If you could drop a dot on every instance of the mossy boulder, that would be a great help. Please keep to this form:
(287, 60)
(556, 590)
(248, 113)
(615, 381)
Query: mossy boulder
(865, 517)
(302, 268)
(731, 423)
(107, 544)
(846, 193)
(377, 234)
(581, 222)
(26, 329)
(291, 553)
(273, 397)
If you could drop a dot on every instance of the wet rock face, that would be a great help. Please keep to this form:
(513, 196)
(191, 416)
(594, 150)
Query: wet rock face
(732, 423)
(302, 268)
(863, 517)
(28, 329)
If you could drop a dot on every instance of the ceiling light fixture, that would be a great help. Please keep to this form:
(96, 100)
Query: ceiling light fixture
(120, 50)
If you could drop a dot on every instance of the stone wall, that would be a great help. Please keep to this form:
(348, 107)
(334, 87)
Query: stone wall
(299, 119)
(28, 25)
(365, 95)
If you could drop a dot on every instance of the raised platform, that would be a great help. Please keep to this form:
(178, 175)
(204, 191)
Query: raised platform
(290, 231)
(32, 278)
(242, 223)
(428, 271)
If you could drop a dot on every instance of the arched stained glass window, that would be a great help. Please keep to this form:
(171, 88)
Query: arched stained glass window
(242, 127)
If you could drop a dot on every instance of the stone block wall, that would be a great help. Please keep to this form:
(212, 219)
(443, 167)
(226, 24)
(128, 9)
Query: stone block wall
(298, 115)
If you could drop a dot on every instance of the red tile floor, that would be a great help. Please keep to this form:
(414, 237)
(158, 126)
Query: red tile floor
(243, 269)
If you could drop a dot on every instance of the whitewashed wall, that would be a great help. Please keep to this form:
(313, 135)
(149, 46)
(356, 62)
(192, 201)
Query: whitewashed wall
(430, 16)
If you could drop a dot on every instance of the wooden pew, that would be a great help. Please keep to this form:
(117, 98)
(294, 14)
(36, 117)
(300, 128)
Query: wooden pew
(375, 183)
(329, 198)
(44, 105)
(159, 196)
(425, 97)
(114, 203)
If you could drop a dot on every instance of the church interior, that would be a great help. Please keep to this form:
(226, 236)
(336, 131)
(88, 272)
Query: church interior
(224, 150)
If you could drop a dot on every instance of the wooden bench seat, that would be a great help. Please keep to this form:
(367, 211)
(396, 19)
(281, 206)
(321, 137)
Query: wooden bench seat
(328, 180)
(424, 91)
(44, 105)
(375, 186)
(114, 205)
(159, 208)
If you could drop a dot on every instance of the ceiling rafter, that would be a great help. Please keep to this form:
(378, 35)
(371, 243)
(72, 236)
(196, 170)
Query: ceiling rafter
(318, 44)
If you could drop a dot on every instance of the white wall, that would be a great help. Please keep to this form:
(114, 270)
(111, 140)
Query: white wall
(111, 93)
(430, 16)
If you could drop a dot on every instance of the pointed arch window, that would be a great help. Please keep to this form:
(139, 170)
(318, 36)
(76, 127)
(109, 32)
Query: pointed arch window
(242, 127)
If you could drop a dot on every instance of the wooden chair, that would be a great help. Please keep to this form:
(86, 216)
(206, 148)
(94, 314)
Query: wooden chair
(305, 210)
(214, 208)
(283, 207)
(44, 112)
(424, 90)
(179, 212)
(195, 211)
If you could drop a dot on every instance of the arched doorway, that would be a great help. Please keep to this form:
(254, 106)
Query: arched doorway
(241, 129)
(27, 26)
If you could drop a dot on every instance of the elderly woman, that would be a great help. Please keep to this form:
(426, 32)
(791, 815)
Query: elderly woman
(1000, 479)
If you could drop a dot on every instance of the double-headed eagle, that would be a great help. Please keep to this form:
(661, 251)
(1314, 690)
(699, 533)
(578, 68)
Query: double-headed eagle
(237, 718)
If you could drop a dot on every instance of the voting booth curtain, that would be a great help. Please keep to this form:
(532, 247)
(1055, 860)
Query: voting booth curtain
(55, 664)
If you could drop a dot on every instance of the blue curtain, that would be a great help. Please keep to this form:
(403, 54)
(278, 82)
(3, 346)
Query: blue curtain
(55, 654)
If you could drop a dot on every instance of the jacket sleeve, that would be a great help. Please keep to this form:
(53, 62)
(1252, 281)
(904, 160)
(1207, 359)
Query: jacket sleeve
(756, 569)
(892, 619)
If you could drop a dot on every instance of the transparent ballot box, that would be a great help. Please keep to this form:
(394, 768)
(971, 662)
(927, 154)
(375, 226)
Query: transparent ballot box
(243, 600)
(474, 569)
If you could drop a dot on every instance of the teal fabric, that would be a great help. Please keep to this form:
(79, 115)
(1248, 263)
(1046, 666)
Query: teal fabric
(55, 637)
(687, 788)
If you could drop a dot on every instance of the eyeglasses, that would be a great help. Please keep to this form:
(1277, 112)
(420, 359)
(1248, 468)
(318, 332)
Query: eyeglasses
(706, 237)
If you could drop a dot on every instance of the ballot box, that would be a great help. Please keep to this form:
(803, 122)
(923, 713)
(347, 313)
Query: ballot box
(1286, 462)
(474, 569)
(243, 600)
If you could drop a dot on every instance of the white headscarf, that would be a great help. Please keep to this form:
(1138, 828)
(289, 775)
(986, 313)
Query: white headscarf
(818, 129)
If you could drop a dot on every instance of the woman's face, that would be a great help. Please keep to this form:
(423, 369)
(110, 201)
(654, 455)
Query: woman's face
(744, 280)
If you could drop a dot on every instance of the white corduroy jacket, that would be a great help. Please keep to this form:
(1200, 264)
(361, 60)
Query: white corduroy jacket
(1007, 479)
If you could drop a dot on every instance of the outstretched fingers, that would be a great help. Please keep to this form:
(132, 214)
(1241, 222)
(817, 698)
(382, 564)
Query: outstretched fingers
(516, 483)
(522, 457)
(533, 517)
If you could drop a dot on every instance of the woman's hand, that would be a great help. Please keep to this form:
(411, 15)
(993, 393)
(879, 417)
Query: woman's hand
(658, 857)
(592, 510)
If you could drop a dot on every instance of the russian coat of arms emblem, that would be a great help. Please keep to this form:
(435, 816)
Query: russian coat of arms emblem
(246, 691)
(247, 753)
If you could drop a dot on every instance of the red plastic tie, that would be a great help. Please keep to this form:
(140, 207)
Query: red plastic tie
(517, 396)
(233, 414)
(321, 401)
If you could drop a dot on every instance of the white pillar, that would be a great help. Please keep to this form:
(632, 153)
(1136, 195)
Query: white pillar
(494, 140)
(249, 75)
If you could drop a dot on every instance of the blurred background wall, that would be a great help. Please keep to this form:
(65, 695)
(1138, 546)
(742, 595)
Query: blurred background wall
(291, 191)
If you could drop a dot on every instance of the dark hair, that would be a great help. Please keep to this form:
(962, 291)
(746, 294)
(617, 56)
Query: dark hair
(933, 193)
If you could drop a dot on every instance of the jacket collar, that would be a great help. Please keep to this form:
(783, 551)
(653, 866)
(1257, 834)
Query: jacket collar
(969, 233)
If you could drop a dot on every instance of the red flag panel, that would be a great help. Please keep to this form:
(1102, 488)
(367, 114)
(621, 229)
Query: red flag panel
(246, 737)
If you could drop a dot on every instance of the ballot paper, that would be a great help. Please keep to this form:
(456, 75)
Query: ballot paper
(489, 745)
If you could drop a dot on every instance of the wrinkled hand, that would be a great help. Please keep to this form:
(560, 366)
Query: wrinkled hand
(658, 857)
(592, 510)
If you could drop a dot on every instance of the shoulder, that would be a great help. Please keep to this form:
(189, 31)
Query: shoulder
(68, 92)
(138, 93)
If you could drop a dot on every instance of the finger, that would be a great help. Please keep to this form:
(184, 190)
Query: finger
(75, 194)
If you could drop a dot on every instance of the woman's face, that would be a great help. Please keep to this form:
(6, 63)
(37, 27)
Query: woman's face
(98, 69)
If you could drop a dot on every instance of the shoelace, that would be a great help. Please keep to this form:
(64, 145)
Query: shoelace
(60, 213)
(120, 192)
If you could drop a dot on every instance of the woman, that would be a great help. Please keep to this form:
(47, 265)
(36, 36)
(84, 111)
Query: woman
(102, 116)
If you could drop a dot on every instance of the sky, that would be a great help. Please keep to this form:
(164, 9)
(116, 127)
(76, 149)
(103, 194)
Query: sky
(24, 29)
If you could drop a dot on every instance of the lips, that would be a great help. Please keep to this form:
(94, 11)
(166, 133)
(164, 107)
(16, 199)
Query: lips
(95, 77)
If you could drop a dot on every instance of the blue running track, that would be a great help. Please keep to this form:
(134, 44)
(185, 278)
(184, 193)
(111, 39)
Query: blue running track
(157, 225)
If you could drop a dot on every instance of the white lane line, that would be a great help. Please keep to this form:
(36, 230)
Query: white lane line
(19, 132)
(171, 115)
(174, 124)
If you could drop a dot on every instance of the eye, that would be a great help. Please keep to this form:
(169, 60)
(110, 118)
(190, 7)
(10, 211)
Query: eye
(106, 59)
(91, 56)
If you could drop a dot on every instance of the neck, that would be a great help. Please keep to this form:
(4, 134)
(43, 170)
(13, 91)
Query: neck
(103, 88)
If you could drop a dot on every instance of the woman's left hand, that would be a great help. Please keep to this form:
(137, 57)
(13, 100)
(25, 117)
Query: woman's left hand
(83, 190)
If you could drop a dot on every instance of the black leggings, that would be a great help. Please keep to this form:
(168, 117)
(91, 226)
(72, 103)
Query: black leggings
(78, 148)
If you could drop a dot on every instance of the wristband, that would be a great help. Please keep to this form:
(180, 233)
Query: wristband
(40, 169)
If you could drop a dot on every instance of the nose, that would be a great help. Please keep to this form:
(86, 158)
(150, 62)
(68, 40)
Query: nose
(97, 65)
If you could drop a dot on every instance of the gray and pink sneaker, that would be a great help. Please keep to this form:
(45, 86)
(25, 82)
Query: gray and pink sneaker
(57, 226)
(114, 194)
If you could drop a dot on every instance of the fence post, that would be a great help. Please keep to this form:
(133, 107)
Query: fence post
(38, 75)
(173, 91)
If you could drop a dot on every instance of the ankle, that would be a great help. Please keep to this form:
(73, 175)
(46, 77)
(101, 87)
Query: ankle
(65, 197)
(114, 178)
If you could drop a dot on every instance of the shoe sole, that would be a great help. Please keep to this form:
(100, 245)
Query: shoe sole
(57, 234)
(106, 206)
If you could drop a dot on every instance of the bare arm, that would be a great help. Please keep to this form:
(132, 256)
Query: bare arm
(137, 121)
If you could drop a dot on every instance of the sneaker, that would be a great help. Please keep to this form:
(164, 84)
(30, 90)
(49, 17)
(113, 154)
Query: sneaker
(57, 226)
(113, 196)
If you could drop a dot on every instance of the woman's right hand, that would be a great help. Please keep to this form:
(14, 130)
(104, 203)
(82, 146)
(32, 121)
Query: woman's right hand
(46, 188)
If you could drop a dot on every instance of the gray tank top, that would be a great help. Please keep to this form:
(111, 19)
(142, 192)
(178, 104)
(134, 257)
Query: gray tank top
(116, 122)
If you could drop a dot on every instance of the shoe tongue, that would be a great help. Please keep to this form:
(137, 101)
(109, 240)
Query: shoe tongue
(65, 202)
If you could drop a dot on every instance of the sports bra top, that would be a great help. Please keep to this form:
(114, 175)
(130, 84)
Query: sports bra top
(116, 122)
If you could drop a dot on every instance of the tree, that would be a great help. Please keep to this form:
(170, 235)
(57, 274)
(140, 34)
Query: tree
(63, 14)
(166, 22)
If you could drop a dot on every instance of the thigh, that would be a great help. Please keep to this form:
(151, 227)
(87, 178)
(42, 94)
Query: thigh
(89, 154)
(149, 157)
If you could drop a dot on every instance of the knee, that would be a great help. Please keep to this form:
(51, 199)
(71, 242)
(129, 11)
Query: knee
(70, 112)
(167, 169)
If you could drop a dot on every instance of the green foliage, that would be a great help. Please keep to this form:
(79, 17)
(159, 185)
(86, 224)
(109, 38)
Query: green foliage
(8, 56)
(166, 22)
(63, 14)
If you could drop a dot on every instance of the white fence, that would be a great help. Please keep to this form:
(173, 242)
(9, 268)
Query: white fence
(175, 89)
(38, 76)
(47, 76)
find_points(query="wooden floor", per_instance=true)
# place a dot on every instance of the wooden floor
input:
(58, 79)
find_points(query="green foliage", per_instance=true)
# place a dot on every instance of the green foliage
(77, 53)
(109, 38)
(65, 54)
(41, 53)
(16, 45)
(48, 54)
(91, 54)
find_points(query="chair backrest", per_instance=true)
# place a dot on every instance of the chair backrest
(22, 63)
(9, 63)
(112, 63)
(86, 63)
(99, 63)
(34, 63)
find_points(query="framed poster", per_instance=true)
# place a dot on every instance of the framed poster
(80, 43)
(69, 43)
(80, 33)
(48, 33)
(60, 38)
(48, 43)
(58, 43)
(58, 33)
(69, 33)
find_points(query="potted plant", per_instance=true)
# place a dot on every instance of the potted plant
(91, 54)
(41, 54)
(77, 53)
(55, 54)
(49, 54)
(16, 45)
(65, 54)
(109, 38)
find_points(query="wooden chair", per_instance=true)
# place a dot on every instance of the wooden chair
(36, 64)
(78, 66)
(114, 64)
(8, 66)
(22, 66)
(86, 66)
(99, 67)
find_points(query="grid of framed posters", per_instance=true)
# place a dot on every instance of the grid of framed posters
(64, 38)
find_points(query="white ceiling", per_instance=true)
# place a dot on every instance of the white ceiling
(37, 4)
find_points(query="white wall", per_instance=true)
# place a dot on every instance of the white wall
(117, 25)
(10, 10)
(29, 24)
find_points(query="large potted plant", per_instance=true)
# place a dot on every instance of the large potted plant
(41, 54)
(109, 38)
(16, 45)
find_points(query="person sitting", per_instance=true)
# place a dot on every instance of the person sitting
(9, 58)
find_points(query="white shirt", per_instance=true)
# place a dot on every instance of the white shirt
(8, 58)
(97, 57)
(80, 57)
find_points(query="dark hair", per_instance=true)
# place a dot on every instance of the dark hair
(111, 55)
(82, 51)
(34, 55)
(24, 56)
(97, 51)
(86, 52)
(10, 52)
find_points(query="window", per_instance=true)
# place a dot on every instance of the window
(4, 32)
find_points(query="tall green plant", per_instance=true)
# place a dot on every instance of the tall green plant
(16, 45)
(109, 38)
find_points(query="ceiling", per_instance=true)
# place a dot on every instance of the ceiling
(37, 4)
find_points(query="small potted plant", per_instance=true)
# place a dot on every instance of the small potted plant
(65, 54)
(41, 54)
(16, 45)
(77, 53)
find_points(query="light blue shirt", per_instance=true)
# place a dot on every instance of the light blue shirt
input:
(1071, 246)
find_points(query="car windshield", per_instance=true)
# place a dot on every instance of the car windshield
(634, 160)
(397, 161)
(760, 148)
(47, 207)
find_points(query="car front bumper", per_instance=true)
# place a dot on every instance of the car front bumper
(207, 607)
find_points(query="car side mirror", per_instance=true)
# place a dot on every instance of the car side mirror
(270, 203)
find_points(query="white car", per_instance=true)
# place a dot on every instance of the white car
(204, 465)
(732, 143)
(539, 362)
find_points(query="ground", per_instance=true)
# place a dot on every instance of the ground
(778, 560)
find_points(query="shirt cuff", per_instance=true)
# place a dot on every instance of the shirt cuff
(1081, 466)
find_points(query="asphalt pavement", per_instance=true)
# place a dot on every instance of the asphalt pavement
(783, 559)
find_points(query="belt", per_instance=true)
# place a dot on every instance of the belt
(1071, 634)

________

- [Instructions to follow]: Restate exactly each line of the data from the one bearing "# place a dot on every instance of the shirt" to the end, and add nothing.

- [Answer to this problem]:
# place a dot on every instance of the shirt cuff
(1081, 466)
find_points(query="asphalt pavement", per_instance=true)
# place a dot on every instance of the asphalt pavement
(783, 559)
find_points(query="belt", per_instance=true)
# place a dot on every instance of the belt
(1071, 634)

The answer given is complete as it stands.